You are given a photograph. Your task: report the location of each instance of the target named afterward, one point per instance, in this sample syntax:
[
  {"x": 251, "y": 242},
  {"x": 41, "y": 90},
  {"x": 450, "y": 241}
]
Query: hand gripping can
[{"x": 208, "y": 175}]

-=-=-

Copy all the records above precisely.

*RESPONSE:*
You are given a photograph. Your task: report the location of each instance of the target named afterward, one point per instance, in this sample syntax:
[
  {"x": 251, "y": 242},
  {"x": 41, "y": 90},
  {"x": 450, "y": 241}
]
Query: hand gripping can
[{"x": 208, "y": 175}]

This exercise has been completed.